- _Source_:
· · · · ·

I may have lost my Saturday to a crappy case of chronic tardiness, but after some reading, and close consideration I learned that there are many effective ways you can deal with it, as a habitually late person or even as the person, in waiting.
For the chronically tardy:
- Come to the realization: Life is unpredictable, last minute things crop up and it’s all okay. But the best thing to do in such situations is realize and accept you’re going to be late.
- Inform your friend the minute you realize you’re going to be late: The minute you realize you’re going to be late, the next best step is to make sure to convey it to your friend immediately. Don’t wait for your him/her to reach out, be the responsible person and call your friend in the morning itself. This way, not only will you avoid the constant nagging, but by enabling her to plan her day effectively, you can buy yourself some more time as well.
- Communication is key: Develop an effective channel of communication. Be honest about your status, if you still have house work left; if you’re 30 minutes away rather than the 10 minutes you’ve promised him/her, be clear about your status. Let your friends know they can still trust you.
- Be responsive: The easiest and yet the least exercised; a lack of response only fosters anxiety for the waiting person in question. If your friend is left waiting and she’s texting you, be quick to respond to her texts; take her calls. Don’t put her on the back-burner.
- Keep your time: Now that you’ve bought yourself the extra time, use it effectively. Whether it is to boil potatoes, send out that urgent mail – or even do your eyebrows – finish your task at hand without distractions.
- Be apologetic: Because it never hurts to just say sorry… and assure your friend, you do value his/her time.
For those who are always left waiting:
- Identify the personality type: According to a study conducted by San Diego State University psychologist, Jeff Conte, there are 2 types of personalities when it comes to processing time. For the timely Type A personality one minute consists of 58 seconds, where as for the laid back Type B personality, one minute consists of 77 seconds. 19 seconds seem inconsequential at the start, but it is when they add up, that you find yourself waiting for hours at an end. Identify your friend’s personality type and plan your meet timings accordingly.

· · · · ·

- _Goal of the exercise_:
Condense the paragraph of the piece on chronic tardiness that begins "Identify the personality type" into a short list that keeps its main facts. The listing that comes after the piece on chronic tardiness has no role here.

- _Data segment_:
· · · · ·

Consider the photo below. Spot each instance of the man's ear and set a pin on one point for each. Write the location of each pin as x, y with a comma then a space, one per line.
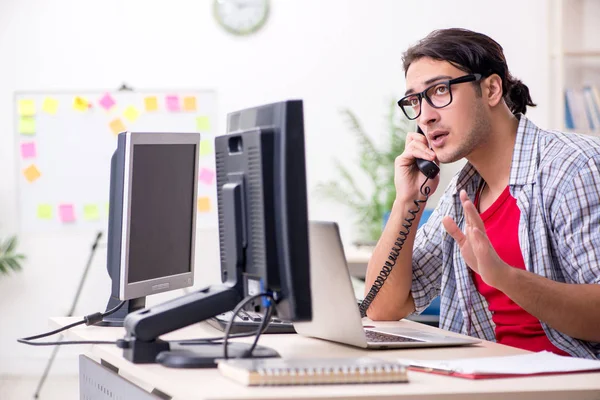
492, 89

· · · · ·

- _Problem solution_:
- Jeff Conte, a psychologist at San Diego State University, found two personality types in how people process time.
- For the timely Type A, a minute lasts 58 seconds; for the laid-back Type B, it lasts 77 seconds.
- The 19-second gap seems minor but adds up to hours of waiting.
- Identify your friend's type and plan meeting times to match.